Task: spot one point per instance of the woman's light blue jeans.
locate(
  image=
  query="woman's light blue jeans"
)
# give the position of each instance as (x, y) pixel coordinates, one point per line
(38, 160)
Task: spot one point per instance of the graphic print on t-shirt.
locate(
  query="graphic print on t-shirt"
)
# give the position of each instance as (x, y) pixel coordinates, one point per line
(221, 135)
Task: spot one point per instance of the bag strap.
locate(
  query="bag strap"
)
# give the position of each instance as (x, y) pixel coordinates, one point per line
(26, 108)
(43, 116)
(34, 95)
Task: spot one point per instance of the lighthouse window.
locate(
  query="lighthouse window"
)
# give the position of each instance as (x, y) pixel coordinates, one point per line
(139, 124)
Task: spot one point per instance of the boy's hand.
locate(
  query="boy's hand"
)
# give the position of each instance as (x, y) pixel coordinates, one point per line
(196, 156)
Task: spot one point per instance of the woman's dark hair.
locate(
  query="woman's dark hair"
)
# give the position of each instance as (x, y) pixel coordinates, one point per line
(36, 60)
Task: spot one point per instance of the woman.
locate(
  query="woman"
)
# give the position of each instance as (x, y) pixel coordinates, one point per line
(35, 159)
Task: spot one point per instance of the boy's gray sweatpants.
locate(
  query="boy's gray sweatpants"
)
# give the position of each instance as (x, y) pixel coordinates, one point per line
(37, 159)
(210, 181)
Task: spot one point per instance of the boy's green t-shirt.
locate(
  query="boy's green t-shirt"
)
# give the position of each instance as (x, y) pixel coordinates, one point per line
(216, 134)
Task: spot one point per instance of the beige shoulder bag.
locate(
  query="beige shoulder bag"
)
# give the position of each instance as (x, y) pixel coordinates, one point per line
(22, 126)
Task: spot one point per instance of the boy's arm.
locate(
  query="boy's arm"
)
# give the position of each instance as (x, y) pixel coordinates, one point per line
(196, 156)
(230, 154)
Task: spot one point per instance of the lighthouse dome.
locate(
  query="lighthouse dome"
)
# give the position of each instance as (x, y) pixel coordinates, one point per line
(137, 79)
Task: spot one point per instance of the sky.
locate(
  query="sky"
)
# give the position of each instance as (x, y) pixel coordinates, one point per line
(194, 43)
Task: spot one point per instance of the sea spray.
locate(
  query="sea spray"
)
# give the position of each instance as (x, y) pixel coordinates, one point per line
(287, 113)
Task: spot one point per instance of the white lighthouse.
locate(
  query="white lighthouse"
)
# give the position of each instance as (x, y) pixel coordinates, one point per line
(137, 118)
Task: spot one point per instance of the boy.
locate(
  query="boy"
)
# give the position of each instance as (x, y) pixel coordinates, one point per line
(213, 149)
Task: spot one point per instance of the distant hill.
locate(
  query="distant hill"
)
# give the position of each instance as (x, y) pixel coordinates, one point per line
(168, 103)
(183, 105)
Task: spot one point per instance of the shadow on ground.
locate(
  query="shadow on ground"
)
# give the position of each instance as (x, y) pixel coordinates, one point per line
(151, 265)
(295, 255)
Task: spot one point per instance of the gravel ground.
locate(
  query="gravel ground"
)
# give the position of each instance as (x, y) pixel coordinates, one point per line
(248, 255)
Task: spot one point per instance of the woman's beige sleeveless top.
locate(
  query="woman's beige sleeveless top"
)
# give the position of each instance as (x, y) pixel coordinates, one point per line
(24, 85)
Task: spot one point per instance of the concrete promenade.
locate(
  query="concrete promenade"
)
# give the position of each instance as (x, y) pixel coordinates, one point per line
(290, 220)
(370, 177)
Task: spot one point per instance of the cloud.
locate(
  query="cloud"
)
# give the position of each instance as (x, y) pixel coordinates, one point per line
====
** PROBLEM **
Reproduce all of the records above word for word, with no changes.

** OUTPUT FOR THIS TASK **
Task: spot one point per instance of the woman's light blue jeans.
locate(
  image=
  query="woman's light blue jeans"
)
# give the position of each instance as (x, y) pixel coordinates, one point per line
(38, 160)
Task: spot one point per instance of the graphic print on t-shirt.
locate(
  query="graphic print on t-shirt"
)
# give the position of each instance as (x, y) pixel coordinates, one point per line
(221, 135)
Task: spot one point per instance of the bag strap.
locate(
  query="bag strap"
)
# give the position of each instance as (x, y) pixel coordinates, one point per line
(26, 108)
(43, 116)
(34, 95)
Task: spot one point per instance of the lighthouse window.
locate(
  query="lighthouse window"
)
# give the position of each instance as (x, y) pixel coordinates, one point per line
(139, 124)
Task: spot one point per instance of the boy's hand.
locate(
  query="boy's hand"
)
# give the position of each instance as (x, y) pixel coordinates, one point per line
(196, 156)
Task: spot one point per instance of the woman's dark hair.
locate(
  query="woman's dark hair"
)
# give the position of each instance as (x, y) pixel coordinates, one point per line
(36, 60)
Task: spot one point per instance of the woman.
locate(
  query="woman"
)
# give the position of each instance as (x, y) pixel coordinates, one point per line
(35, 159)
Task: spot one point per instance of the boy's gray sweatpants.
locate(
  query="boy's gray sweatpants"
)
# give the position of each instance as (x, y) pixel coordinates, one point per line
(37, 159)
(210, 181)
Task: spot one point per instance of the boy's green t-shirt.
locate(
  query="boy's green t-shirt"
)
# give the position of each instance as (x, y) pixel coordinates, one point per line
(216, 134)
Task: spot one point per instance of the beige shoulder bag.
locate(
  query="beige shoulder bag"
)
# give the position of each instance as (x, y) pixel coordinates, one point per line
(22, 126)
Task: spot one point per instance of the boy's arm.
locate(
  query="boy's arm"
)
# give the position of each instance as (x, y) pixel coordinates, one point per line
(196, 156)
(230, 154)
Task: spot one point per instance of the lighthouse dome.
locate(
  query="lighthouse dome"
)
# give the position of each instance as (x, y) pixel coordinates, one point per line
(137, 79)
Task: spot one point per instance of the sky.
locate(
  query="sky"
)
# give the position of each instance as (x, y) pixel coordinates, one point per line
(194, 43)
Task: spot one point per instance of the sea spray.
locate(
  query="sea spray"
)
# give the position of each instance as (x, y) pixel coordinates, one point per line
(287, 113)
Task: spot one point per instance of the white lighthouse.
locate(
  query="white lighthouse"
)
# give the position of each instance as (x, y) pixel coordinates, one point per line
(137, 118)
Task: spot one point per instance of the boy.
locate(
  query="boy"
)
# give the position of each instance as (x, y) pixel coordinates, one point per line
(213, 149)
Task: spot one point per instance of the distant hill.
locate(
  query="distant hill"
)
# give the position of each instance as (x, y) pixel coordinates, one point per line
(168, 103)
(183, 105)
Task: spot one point per instance of the shadow on ground.
locate(
  query="shadow on ground"
)
# give the position of each instance as (x, y) pixel coordinates, one point per line
(151, 265)
(295, 255)
Task: spot one point per instance of the gravel ground.
locate(
  query="gravel ground"
)
# give the position of each instance as (x, y) pixel coordinates, one point per line
(248, 255)
Task: spot one point per instance of the woman's beige sleeveless top.
locate(
  query="woman's beige sleeveless top"
)
# give the position of each instance as (x, y) pixel coordinates, one point per line
(24, 85)
Task: spot one point per instance of the concrete promenade.
locate(
  query="concrete promenade"
)
# give the position of each instance as (x, y) pixel coordinates, one point per line
(290, 220)
(370, 177)
Task: spot one point per instance of the cloud.
locate(
  query="cloud"
)
# give the position of each instance as (x, y) pixel coordinates, one point per line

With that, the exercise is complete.